**Material for this exercise:**
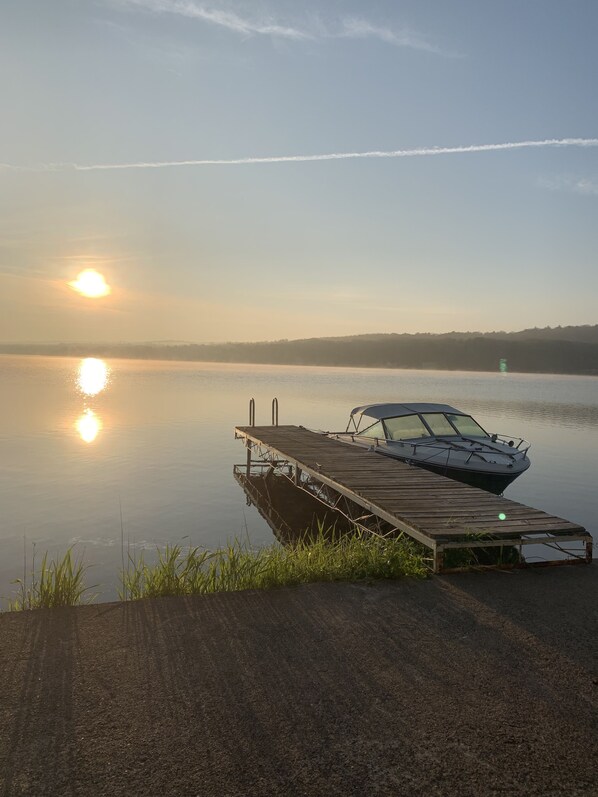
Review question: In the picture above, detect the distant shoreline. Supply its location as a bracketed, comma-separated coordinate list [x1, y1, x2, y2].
[0, 326, 598, 376]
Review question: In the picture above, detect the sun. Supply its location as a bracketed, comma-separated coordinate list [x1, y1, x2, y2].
[68, 268, 110, 299]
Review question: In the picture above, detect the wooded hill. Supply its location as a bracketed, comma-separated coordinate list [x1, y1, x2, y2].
[0, 325, 598, 375]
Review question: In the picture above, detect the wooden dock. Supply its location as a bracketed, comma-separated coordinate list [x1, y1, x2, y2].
[235, 426, 592, 572]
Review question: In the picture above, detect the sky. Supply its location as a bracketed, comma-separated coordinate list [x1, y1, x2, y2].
[0, 0, 598, 342]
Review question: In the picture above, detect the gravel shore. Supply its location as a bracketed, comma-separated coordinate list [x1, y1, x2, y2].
[0, 566, 598, 797]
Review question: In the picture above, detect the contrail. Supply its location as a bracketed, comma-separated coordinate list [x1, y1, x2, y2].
[74, 138, 598, 172]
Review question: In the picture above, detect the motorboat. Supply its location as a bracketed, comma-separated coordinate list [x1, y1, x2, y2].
[330, 403, 530, 495]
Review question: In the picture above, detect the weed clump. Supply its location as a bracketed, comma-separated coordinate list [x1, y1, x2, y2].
[8, 548, 93, 612]
[120, 528, 428, 600]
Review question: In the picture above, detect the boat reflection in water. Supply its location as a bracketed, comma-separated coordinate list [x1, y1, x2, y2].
[75, 357, 110, 443]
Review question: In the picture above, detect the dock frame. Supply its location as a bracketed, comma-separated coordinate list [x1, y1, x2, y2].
[234, 425, 592, 573]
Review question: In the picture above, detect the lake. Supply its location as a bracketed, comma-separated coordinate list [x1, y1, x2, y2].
[0, 356, 598, 600]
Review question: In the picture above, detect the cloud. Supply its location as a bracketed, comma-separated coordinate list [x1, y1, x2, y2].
[67, 138, 598, 171]
[340, 18, 453, 55]
[539, 176, 598, 196]
[113, 0, 455, 56]
[119, 0, 314, 39]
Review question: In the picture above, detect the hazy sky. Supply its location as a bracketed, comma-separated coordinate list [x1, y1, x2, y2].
[0, 0, 598, 341]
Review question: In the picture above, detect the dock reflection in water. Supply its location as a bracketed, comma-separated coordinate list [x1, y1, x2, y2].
[234, 465, 354, 545]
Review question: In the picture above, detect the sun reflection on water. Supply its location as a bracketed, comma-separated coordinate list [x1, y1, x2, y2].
[75, 409, 102, 443]
[77, 357, 110, 396]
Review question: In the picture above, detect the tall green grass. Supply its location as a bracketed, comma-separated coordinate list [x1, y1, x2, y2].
[8, 548, 93, 612]
[120, 528, 429, 600]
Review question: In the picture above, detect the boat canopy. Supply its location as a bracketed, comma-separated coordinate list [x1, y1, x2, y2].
[351, 403, 465, 421]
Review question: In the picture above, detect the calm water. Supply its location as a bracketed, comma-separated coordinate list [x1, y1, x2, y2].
[0, 356, 598, 600]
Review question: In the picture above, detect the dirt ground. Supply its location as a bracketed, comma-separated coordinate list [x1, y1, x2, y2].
[0, 565, 598, 797]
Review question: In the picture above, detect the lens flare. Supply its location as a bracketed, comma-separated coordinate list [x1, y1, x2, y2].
[68, 268, 110, 299]
[75, 410, 102, 443]
[77, 357, 110, 396]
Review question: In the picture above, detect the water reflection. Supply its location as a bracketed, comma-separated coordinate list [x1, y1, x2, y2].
[75, 357, 110, 443]
[77, 357, 110, 396]
[75, 409, 102, 443]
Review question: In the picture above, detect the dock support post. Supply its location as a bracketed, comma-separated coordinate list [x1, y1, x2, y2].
[434, 547, 444, 573]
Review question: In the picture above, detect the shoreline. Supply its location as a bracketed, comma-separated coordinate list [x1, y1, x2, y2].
[0, 567, 598, 797]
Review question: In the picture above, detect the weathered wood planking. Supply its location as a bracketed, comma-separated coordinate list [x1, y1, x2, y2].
[235, 426, 589, 543]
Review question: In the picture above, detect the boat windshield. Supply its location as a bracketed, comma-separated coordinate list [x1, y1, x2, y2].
[384, 415, 430, 440]
[446, 413, 489, 437]
[422, 412, 455, 437]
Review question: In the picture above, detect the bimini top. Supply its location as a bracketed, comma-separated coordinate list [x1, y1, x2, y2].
[351, 403, 464, 421]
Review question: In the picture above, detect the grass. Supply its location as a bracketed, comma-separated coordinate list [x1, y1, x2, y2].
[2, 526, 429, 611]
[120, 528, 429, 600]
[8, 548, 93, 612]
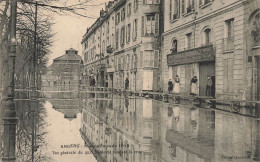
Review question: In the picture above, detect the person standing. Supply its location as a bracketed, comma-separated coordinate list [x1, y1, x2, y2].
[206, 76, 212, 96]
[173, 75, 180, 94]
[168, 79, 173, 94]
[125, 77, 129, 90]
[190, 75, 198, 96]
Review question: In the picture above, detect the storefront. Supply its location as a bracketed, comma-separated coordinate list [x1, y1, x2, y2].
[167, 45, 215, 96]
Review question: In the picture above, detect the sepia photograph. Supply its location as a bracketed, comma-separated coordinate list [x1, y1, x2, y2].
[0, 0, 260, 162]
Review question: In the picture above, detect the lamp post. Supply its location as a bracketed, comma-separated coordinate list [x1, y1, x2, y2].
[2, 0, 17, 162]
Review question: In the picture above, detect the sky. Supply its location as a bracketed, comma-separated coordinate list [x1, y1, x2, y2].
[48, 0, 109, 65]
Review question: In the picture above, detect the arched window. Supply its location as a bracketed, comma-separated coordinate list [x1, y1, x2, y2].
[171, 39, 178, 53]
[204, 28, 211, 46]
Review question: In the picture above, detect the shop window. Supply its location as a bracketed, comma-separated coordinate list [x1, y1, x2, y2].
[170, 0, 180, 20]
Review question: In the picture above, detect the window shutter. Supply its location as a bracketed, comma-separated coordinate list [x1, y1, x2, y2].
[140, 51, 143, 67]
[155, 14, 159, 36]
[170, 0, 172, 20]
[182, 0, 185, 14]
[125, 25, 128, 42]
[154, 50, 159, 68]
[128, 24, 131, 42]
[142, 16, 144, 36]
[132, 20, 135, 41]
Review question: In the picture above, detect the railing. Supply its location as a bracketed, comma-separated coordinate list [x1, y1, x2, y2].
[223, 37, 235, 52]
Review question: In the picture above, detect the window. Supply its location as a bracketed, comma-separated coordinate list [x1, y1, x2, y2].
[186, 33, 192, 49]
[116, 29, 119, 49]
[142, 14, 159, 36]
[143, 50, 159, 68]
[139, 51, 143, 67]
[182, 0, 194, 14]
[127, 3, 132, 16]
[126, 24, 131, 43]
[225, 19, 234, 38]
[171, 39, 178, 53]
[199, 0, 213, 6]
[120, 26, 125, 46]
[170, 0, 180, 20]
[223, 19, 234, 52]
[121, 8, 125, 21]
[132, 19, 137, 41]
[143, 0, 160, 4]
[116, 12, 120, 24]
[102, 40, 105, 54]
[134, 0, 138, 11]
[204, 29, 211, 45]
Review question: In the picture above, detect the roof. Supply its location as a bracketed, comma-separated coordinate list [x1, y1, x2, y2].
[53, 48, 82, 61]
[53, 54, 82, 61]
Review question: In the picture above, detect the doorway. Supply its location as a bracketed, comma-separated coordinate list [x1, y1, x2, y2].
[199, 62, 215, 97]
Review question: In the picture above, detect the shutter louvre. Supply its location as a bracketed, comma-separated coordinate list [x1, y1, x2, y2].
[155, 14, 159, 36]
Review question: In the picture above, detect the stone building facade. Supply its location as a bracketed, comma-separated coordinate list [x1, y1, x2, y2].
[82, 0, 161, 91]
[42, 48, 83, 91]
[162, 0, 260, 100]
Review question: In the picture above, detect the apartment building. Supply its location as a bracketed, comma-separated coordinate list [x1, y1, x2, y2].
[82, 0, 161, 91]
[162, 0, 260, 99]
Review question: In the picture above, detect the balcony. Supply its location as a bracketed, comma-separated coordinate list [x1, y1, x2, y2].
[223, 37, 235, 52]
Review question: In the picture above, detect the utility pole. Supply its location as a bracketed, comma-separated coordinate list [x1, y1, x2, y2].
[30, 1, 38, 162]
[2, 0, 17, 162]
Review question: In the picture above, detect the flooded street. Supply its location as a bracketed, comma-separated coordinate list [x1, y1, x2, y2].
[81, 93, 260, 162]
[10, 92, 260, 162]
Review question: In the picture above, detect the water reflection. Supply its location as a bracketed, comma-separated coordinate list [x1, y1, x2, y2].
[81, 93, 260, 162]
[15, 93, 51, 162]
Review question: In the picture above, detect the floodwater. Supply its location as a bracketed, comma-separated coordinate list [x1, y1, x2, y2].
[81, 93, 260, 162]
[4, 92, 260, 162]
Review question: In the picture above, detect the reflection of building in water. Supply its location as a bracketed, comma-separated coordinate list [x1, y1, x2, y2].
[45, 93, 80, 120]
[81, 96, 159, 162]
[81, 94, 260, 162]
[42, 48, 82, 90]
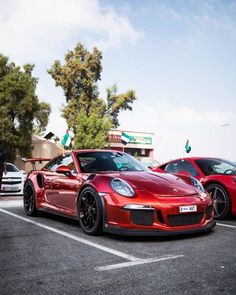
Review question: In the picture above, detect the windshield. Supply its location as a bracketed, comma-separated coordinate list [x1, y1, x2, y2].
[195, 158, 236, 175]
[77, 151, 148, 173]
[6, 163, 19, 172]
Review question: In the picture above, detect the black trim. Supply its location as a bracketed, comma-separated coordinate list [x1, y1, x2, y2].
[37, 207, 79, 221]
[104, 220, 216, 237]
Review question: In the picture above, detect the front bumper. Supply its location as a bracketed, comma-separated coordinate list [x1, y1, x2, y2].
[103, 220, 216, 237]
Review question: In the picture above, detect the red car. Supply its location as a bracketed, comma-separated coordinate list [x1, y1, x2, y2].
[155, 157, 236, 219]
[24, 150, 215, 235]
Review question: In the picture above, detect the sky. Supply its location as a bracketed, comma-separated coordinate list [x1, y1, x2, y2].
[0, 0, 236, 162]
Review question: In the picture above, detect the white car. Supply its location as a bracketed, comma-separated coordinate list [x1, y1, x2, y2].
[0, 163, 26, 195]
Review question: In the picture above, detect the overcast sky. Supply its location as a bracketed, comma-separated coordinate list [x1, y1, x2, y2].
[0, 0, 236, 162]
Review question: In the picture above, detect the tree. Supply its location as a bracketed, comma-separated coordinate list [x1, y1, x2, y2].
[48, 43, 136, 148]
[0, 54, 50, 161]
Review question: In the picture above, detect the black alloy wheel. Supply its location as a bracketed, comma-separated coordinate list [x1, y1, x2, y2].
[78, 187, 102, 235]
[205, 183, 231, 219]
[23, 181, 37, 216]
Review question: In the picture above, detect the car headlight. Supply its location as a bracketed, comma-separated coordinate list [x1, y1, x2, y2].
[189, 176, 205, 192]
[111, 178, 134, 197]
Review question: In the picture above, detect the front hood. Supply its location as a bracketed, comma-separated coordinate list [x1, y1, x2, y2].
[117, 172, 198, 197]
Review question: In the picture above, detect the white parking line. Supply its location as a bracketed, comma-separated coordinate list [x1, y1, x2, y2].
[216, 222, 236, 228]
[0, 209, 140, 261]
[94, 255, 184, 271]
[0, 199, 23, 208]
[0, 208, 184, 271]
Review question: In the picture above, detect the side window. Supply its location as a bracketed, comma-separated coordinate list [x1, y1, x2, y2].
[165, 162, 178, 173]
[165, 160, 199, 176]
[58, 154, 77, 173]
[44, 154, 76, 172]
[178, 160, 199, 176]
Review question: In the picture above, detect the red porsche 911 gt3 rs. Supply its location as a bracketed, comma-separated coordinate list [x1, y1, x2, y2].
[24, 150, 215, 236]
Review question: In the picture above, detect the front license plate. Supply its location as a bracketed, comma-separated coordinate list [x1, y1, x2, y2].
[179, 205, 197, 213]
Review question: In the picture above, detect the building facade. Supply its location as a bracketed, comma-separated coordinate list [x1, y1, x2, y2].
[108, 130, 154, 161]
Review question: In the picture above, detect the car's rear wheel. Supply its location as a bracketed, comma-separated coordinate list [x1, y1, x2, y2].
[23, 181, 38, 216]
[205, 183, 231, 219]
[78, 187, 102, 235]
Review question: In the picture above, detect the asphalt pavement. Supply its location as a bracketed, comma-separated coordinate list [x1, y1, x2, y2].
[0, 197, 236, 295]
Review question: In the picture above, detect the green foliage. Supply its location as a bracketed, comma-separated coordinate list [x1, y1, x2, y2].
[74, 104, 111, 149]
[107, 84, 136, 127]
[48, 43, 136, 148]
[0, 55, 50, 161]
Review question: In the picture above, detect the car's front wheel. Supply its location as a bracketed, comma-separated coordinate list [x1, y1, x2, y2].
[205, 183, 231, 219]
[78, 187, 102, 235]
[23, 181, 38, 216]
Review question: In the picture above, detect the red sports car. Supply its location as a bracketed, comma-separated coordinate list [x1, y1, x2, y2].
[155, 157, 236, 219]
[24, 150, 215, 235]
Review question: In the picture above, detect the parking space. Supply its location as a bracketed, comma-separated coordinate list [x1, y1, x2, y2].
[0, 198, 236, 294]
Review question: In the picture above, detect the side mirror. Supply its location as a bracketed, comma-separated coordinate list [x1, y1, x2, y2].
[55, 165, 71, 176]
[152, 167, 165, 173]
[175, 171, 192, 176]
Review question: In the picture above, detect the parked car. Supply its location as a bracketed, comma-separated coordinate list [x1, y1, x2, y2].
[156, 157, 236, 219]
[0, 163, 26, 195]
[23, 150, 215, 235]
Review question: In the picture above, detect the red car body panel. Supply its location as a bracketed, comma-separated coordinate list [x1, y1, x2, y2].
[157, 157, 236, 215]
[26, 150, 215, 235]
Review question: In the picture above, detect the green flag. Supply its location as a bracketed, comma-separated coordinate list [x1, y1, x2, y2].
[61, 130, 71, 147]
[185, 139, 191, 154]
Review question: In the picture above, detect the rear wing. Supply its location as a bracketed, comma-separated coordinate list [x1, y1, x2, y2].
[21, 158, 51, 170]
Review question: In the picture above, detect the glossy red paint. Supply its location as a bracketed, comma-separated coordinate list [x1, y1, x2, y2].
[155, 157, 236, 219]
[24, 150, 215, 235]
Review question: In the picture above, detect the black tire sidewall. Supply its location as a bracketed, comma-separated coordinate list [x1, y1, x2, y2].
[78, 187, 102, 235]
[205, 183, 231, 219]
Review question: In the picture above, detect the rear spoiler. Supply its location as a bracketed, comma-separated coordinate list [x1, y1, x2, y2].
[21, 158, 51, 170]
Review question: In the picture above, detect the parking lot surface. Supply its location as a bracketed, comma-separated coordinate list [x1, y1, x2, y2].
[0, 197, 236, 295]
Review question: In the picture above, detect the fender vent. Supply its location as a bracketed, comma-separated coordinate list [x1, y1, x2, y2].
[37, 174, 44, 188]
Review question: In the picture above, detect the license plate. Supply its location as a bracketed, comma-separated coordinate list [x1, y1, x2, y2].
[179, 205, 197, 213]
[1, 186, 20, 192]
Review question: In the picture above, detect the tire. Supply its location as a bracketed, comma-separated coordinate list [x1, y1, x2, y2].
[23, 181, 38, 216]
[78, 187, 102, 235]
[205, 183, 231, 219]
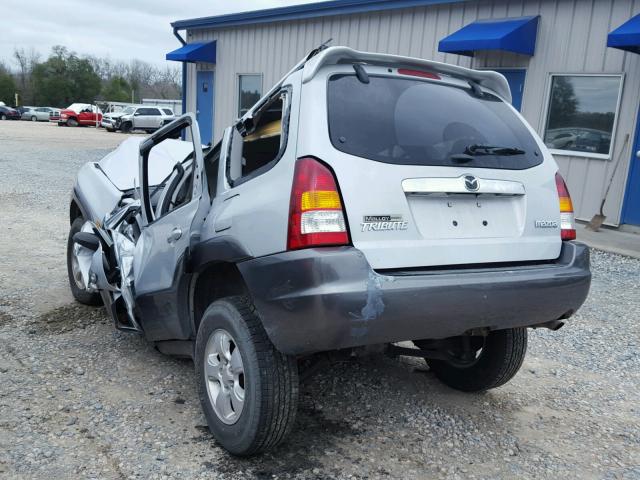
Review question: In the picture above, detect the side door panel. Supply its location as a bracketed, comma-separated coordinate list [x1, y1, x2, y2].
[133, 114, 209, 340]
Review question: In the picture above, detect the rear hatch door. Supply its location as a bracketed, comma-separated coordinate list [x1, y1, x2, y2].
[305, 67, 561, 269]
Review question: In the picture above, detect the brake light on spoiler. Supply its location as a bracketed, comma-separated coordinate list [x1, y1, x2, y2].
[556, 173, 576, 240]
[287, 157, 349, 250]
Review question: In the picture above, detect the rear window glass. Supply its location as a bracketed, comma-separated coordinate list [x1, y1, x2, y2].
[328, 74, 542, 170]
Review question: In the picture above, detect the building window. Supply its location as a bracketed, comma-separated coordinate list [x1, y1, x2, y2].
[238, 75, 262, 117]
[544, 75, 622, 158]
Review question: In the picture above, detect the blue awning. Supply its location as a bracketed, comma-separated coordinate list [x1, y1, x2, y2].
[167, 42, 216, 63]
[607, 15, 640, 53]
[438, 15, 540, 57]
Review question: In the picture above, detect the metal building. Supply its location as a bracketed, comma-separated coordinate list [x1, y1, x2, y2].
[167, 0, 640, 226]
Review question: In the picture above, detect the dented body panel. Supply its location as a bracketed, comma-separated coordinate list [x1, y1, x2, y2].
[239, 246, 591, 354]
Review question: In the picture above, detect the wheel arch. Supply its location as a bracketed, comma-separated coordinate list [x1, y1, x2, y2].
[189, 236, 252, 334]
[190, 262, 250, 334]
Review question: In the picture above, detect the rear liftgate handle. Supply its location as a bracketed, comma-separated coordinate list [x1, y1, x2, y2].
[167, 227, 182, 243]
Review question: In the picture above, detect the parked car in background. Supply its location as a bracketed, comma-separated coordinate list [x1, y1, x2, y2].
[100, 105, 138, 132]
[0, 105, 20, 120]
[13, 105, 36, 116]
[58, 103, 102, 127]
[21, 107, 60, 122]
[49, 108, 60, 122]
[67, 47, 591, 455]
[112, 106, 175, 133]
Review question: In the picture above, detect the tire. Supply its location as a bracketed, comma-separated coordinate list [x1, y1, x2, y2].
[414, 328, 527, 392]
[67, 217, 102, 305]
[194, 296, 298, 456]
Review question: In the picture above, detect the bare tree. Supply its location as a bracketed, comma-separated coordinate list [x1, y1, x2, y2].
[13, 47, 40, 103]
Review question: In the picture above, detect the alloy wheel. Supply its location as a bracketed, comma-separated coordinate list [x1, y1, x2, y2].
[204, 329, 245, 425]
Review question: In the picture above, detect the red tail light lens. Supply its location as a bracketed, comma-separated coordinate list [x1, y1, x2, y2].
[287, 157, 349, 250]
[556, 173, 576, 240]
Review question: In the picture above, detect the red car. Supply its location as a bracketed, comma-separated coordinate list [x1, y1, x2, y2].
[0, 105, 20, 120]
[58, 103, 102, 127]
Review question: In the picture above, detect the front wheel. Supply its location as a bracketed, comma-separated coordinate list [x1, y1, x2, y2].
[414, 328, 527, 392]
[67, 217, 102, 305]
[195, 296, 298, 456]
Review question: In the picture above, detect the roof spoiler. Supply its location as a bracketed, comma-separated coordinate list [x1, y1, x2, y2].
[302, 47, 511, 103]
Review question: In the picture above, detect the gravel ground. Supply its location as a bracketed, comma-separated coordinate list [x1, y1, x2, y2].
[0, 122, 640, 479]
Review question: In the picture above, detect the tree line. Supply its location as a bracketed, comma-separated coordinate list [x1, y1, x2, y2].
[0, 45, 181, 107]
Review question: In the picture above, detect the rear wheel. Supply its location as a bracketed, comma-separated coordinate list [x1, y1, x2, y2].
[414, 328, 527, 392]
[195, 296, 298, 456]
[67, 217, 102, 305]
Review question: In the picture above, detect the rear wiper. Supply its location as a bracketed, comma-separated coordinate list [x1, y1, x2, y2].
[464, 144, 526, 156]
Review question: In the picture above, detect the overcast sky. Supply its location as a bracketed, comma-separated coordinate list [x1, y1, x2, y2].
[0, 0, 316, 68]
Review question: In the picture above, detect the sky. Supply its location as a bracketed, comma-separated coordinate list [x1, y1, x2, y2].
[0, 0, 317, 68]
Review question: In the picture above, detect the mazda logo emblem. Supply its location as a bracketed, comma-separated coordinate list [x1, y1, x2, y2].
[464, 175, 480, 192]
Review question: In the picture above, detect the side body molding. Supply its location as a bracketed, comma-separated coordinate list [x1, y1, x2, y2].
[187, 235, 253, 272]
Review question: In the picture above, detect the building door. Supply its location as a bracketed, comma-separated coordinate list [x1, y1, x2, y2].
[496, 68, 527, 111]
[622, 112, 640, 225]
[196, 71, 213, 145]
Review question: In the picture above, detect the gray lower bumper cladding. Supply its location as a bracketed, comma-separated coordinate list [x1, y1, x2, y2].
[238, 242, 591, 354]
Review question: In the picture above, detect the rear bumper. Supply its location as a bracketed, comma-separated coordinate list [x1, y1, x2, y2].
[238, 242, 591, 355]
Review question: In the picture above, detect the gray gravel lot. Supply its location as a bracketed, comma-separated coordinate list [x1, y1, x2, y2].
[0, 121, 640, 479]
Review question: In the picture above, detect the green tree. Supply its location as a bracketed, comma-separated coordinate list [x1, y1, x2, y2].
[33, 46, 101, 107]
[102, 77, 131, 102]
[0, 70, 16, 105]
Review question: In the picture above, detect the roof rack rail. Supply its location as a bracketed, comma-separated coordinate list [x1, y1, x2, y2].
[236, 38, 333, 124]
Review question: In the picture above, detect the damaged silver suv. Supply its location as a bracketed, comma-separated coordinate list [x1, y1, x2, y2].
[67, 47, 591, 455]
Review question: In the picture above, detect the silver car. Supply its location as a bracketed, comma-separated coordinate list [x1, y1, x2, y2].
[21, 107, 60, 122]
[112, 105, 175, 133]
[67, 47, 591, 455]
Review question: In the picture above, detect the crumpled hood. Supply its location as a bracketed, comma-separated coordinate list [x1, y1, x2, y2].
[98, 137, 193, 191]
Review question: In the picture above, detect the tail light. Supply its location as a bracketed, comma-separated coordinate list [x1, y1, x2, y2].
[287, 157, 349, 250]
[556, 173, 576, 240]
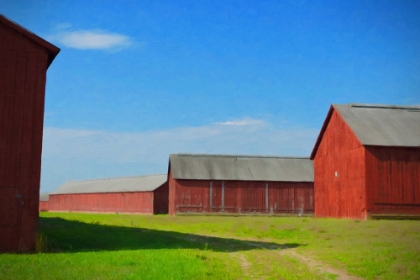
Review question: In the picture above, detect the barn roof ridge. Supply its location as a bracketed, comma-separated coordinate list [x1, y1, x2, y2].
[171, 153, 309, 159]
[50, 174, 167, 195]
[346, 103, 420, 111]
[310, 103, 420, 159]
[169, 154, 314, 182]
[66, 173, 167, 183]
[0, 14, 60, 68]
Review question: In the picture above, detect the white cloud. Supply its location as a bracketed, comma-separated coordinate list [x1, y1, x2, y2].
[47, 30, 132, 50]
[216, 119, 265, 126]
[41, 119, 318, 191]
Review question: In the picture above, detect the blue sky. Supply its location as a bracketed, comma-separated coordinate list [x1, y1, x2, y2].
[0, 0, 420, 192]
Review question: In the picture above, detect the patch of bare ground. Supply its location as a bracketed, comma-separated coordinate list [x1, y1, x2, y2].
[179, 235, 363, 280]
[278, 249, 363, 280]
[238, 241, 363, 280]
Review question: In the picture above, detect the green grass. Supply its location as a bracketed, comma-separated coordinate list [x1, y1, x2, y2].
[0, 212, 420, 279]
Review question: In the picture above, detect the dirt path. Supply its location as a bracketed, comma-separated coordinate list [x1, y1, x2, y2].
[278, 249, 363, 280]
[180, 235, 363, 280]
[244, 241, 363, 280]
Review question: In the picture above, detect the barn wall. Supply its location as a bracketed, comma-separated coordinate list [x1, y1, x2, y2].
[39, 201, 48, 212]
[153, 182, 169, 214]
[314, 110, 366, 219]
[0, 23, 48, 251]
[366, 147, 420, 215]
[169, 177, 314, 214]
[49, 192, 153, 214]
[269, 182, 315, 214]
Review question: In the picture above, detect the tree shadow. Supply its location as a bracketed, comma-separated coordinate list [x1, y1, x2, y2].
[39, 217, 303, 253]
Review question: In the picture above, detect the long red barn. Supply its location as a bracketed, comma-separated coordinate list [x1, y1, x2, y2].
[311, 104, 420, 219]
[0, 15, 60, 252]
[168, 154, 314, 215]
[48, 174, 168, 214]
[39, 193, 50, 212]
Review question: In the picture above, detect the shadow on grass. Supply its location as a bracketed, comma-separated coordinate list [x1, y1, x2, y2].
[39, 217, 302, 253]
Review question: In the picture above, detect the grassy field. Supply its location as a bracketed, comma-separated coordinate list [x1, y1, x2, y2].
[0, 213, 420, 279]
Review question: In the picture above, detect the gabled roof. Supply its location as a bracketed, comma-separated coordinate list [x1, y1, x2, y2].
[169, 154, 314, 182]
[50, 174, 167, 195]
[311, 104, 420, 159]
[0, 14, 60, 66]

**Instructions for the task:** Reproduce verbatim the lines of the data between the line containing "Review question: In the picture above, detect the arched" and the line containing "[132, 20, 135, 41]", inclusive.

**Result below:**
Review question: In the picture above, detect the arched window. Supply its location as a bracketed, comma-separated coordinate list [x1, y1, x2, y2].
[171, 39, 178, 53]
[204, 28, 211, 46]
Review question: In the picture above, detect the shop window. Supply its location as a bracketed, comma-separated coordinate list [x1, y1, x2, y2].
[170, 0, 180, 20]
Review question: In the picture above, detect the window shutter. Supply its location as a bracketed, comma-separated coordinate list [x1, y1, x2, y2].
[140, 51, 143, 67]
[155, 14, 159, 36]
[170, 0, 172, 20]
[182, 0, 185, 14]
[125, 25, 128, 42]
[154, 50, 159, 68]
[128, 24, 131, 42]
[142, 16, 144, 36]
[132, 20, 135, 41]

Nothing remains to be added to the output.